## Tarefas
**1.** Traduza para o inglês esta frase do trecho sobre o Cais do Valongo: "A primeira etapa foi finalizada em 2019, em parceria com a Embaixada dos Estados Unidos, com investimento de outros R$ 2 milhões."
**2.** Indique se cada afirmação está de acordo com o trecho sobre o Cais do Valongo. Responda sim ou não e cite as palavras do trecho que decidem a questão: (a) A nova iluminação foi implementada pela Rioluz. (b) A primeira etapa das obras teve investimento de R$ 4 milhões. (c) O painel de dados do Cais do Valongo foi lançado pelo Iphan.
**3.** Dê continuidade ao trecho sobre o Cais do Valongo, começando logo depois da última frase apresentada.

## Trecho do documento
* * * * *

A revitalização foi realizada em uma parceria entre a Prefeitura do Rio, Instituto do Património Histórico e Artístico Nacional (Iphan) e Instituto de Desenvolvimento e Gestão (IDG), sendo o último responsável pela captação dos recursos e execução das obras do guarda-corpo, produção da nova sinalização e instalação da exposição artística com curadoria da historiadora especialista na História da Escravidão e das Relações Raciais nas Américas, Ynaê Lopes dos Santos. 
Já a nova iluminação foi implementada pela Rioluz, por meio de contrato de parceria público privada (PPP) com o consórcio Smart Luz, que poderá aplicar cores no Cais em dias comemorativos ou em prol de causas sociais e culturais. "Ao assumimos essa gestão, colocamos como prioridade que o patrimônio cultural de matriz africana seria de fato o primeiro elemento que nós recuperaríamos com a aplicação do nosso orçamento. Estamos trabalhando para que a cultura de matriz africana seja valorizada como uma estratégia também de combate ao racismo e à desigualdade racial nesse país", disso o presidente do Iphan, Leandro Grass.
As obras de valorização foram a segunda fase de intervenções, com investimento de R$ 2 milhões, em parceria com a empresa chinesa de energia elétrica State Grid Brazil Holding, através do programa de financiamento do Banco Nacional de Desenvolvimento Econômico e Social (BNDES). A primeira etapa foi finalizada em 2019, em parceria com a Embaixada dos Estados Unidos, com investimento de outros R$ 2 milhões. Na época, o escopo contava com pesquisa arqueológica e obras de conservação e consolidação da estrutura do Valongo. 
"Hoje é um dia muito importante para o IDG. Conseguimos juntar um grupo de parceiros, como o State Grid, o Consulado Americano e o Iphan, para dar todo o respaldo técnico ao trabalho e poder cumprir essas duas etapas: primeiro foram as obras civis de consolidação da ruína e a conversa sobre educação patrimonial com todo o território; e agora fazendo a melhoria da infraestrutura com esse guarda-corpo, a nova iluminação e toda a sinalização com padrão de patrimônio mundial da Unesco", afirmou o presidente do IDG, Ricardo Piquet.
Na inauguração, a Assessoria para Povos e Comunidades Tradicionais da Secretaria Municipal de Meio Ambiente e Clima também lançou o painel de dados do Cais do Valongo, com informações do Instituto de Pesquisa e Memória Pretos Novos Museu Memorial (IPN) e de guias de turismo que atuam na região da Pequena África. O primeiro quadro é o de visitas, um indicador solicitado pela Unesco para o monitoramento do Sítio Arquelógico.

* * * * *

## Listagem de dados
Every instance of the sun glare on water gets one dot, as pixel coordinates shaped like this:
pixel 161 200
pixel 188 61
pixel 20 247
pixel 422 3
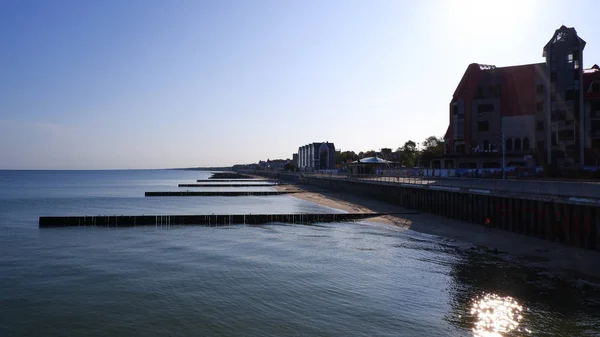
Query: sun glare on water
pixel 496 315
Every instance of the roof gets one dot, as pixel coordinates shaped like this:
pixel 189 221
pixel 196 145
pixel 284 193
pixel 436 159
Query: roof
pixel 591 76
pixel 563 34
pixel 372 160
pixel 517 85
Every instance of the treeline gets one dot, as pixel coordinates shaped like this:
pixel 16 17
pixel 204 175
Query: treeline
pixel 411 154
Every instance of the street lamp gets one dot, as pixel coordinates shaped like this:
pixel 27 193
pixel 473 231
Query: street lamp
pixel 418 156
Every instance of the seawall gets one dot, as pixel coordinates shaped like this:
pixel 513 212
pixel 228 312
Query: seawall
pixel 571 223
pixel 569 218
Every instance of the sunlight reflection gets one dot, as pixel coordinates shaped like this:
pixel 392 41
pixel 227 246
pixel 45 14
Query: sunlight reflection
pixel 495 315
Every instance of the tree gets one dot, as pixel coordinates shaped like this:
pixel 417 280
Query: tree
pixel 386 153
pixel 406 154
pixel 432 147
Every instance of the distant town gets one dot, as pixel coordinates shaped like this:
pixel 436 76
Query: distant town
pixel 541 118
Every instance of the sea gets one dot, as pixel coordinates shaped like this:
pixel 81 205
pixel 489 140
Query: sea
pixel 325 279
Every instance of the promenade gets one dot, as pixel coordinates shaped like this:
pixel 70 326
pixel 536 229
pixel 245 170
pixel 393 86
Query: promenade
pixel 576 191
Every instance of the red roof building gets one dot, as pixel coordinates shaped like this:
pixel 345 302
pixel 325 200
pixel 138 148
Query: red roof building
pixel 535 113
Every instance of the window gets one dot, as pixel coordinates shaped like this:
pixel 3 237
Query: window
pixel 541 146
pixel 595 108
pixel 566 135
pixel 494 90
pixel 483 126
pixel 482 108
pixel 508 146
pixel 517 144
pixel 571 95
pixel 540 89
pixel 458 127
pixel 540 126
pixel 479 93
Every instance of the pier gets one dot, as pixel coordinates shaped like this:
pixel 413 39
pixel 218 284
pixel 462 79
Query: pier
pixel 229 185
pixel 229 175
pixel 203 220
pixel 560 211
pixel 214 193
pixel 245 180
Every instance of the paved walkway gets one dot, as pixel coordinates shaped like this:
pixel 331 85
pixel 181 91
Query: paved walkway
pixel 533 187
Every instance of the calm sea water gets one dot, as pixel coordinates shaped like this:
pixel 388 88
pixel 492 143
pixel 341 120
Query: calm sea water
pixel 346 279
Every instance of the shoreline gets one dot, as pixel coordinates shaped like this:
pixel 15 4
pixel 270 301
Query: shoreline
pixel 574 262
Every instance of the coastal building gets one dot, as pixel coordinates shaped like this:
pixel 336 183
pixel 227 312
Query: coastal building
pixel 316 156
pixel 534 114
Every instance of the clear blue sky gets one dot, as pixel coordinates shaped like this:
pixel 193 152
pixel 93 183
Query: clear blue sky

* * * * *

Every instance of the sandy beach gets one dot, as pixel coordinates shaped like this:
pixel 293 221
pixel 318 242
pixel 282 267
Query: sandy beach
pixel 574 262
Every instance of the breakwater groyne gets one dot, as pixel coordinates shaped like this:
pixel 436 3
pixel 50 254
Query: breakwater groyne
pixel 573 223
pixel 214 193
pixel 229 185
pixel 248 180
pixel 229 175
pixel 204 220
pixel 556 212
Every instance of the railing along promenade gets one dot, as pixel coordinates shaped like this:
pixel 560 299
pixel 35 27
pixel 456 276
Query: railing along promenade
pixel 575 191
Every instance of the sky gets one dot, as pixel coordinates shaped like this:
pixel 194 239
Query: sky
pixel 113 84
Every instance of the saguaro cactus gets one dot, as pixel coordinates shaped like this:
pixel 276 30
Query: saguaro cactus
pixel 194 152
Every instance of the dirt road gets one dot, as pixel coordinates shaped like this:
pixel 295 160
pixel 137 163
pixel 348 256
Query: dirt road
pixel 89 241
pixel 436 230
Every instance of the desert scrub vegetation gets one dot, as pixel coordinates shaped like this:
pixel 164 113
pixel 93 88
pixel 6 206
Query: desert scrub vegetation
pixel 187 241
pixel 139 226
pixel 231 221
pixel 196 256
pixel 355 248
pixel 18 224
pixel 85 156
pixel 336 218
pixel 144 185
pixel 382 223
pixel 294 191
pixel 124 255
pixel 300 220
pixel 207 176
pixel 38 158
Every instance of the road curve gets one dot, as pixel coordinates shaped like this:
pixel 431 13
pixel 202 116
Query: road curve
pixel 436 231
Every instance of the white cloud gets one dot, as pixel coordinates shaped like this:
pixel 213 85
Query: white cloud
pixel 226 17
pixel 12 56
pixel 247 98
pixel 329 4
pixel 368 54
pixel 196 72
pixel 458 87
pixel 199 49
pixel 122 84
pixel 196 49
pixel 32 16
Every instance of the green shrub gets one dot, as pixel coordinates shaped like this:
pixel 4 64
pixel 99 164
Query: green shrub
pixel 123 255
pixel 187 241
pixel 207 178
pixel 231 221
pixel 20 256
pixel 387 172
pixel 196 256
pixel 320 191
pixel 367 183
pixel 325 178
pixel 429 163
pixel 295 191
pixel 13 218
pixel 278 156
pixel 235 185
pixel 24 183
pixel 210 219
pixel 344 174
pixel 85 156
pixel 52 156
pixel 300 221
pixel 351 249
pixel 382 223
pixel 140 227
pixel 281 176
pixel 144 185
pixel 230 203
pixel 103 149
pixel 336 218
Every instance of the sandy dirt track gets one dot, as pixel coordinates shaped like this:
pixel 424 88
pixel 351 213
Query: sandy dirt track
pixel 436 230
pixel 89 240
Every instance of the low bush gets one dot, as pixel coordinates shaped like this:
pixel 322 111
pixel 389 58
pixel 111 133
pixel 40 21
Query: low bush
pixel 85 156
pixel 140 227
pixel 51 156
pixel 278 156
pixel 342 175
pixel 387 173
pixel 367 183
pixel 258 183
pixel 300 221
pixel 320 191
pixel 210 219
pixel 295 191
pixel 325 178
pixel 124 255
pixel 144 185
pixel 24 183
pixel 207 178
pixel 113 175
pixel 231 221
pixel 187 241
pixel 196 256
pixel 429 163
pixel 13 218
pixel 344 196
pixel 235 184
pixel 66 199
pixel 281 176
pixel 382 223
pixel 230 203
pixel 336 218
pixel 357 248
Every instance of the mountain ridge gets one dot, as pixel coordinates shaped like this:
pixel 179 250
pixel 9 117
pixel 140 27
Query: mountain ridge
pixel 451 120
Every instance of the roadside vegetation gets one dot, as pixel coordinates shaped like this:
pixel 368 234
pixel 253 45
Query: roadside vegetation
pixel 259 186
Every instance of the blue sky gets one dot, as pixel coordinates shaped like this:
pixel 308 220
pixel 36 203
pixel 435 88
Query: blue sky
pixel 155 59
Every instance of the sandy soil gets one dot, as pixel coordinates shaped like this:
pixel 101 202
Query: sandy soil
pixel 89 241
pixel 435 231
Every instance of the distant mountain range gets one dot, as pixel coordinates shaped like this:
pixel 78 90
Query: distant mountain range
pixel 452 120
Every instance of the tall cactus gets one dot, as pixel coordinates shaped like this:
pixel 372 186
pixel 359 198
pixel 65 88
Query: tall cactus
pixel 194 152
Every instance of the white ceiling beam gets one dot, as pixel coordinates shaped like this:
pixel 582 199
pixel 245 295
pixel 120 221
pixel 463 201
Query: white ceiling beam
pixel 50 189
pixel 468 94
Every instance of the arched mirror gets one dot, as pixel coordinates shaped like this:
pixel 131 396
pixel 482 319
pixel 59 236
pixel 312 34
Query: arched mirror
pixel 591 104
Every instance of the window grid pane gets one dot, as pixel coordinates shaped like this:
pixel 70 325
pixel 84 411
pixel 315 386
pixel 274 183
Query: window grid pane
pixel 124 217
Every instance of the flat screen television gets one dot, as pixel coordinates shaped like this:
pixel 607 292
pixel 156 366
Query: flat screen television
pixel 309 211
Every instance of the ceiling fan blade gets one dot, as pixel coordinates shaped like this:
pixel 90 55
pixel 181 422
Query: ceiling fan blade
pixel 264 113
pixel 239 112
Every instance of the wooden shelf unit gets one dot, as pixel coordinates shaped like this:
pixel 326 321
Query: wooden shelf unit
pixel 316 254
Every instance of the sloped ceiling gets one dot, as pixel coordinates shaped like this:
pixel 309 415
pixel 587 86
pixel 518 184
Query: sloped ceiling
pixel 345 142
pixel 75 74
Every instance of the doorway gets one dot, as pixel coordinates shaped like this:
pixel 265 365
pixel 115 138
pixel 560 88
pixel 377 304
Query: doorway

* * * * *

## As respostas
**1.** The first stage was completed in 2019, in partnership with the United States Embassy, with an investment of another R$ 2 million.

**2.**
(a) Sim: "Já a nova iluminação foi implementada pela Rioluz"
(b) Não: "com investimento de outros R$ 2 milhões"
(c) Não: "a Assessoria para Povos e Comunidades Tradicionais da Secretaria Municipal de Meio Ambiente e Clima também lançou o painel de dados do Cais do Valongo"

**3.**
Em conjunto com o Comitê Gestor do Cais do Valongo, novos painéis serão estruturados para o aperfeiçoamento da administração. O quadro lançado hoje foi criado em parceria com o escritório de dados da Prefeitura do Rio e pode ser acessado pelo site www.dados.rio/datalake. Segundo a Assessoria, a iniciativa está alinhada ao Objetivo do Desenvolvimento Sustentável (ODS 11) da Organização das Nações Unidas (ONU), que promove o acompanhamento para os governos e a sociedade civil da evolução das estratégias de governança integrada, participativa e compartilhada do Cais do Valongo. 
"Hoje a gente lançou o primeiro painel, que é o quadro que resume as visitas que o Cais recebeu desde 2016 até 2023. Totalizamos agora 51 mil pessoas que visitaram o Cais do Valongo, de 2016 até 2023. É um número significativo, mas a gente ainda considera que está abaixo do que o Cais pode receber. A gente espera que com essas obras de valorização, com as as novas ações que a prefeitura e o Governo Federal, junto com a sociedade civil, vão realizar, o Cais do Valongo se torne mais ainda um núcleo da Pequena África, um ponto turístico, um ponto de referência, um lugar de memória que receba muito mais de 50 mil visitantes", afirmou o assessor da pasta, Leonardo Mattos Xangô.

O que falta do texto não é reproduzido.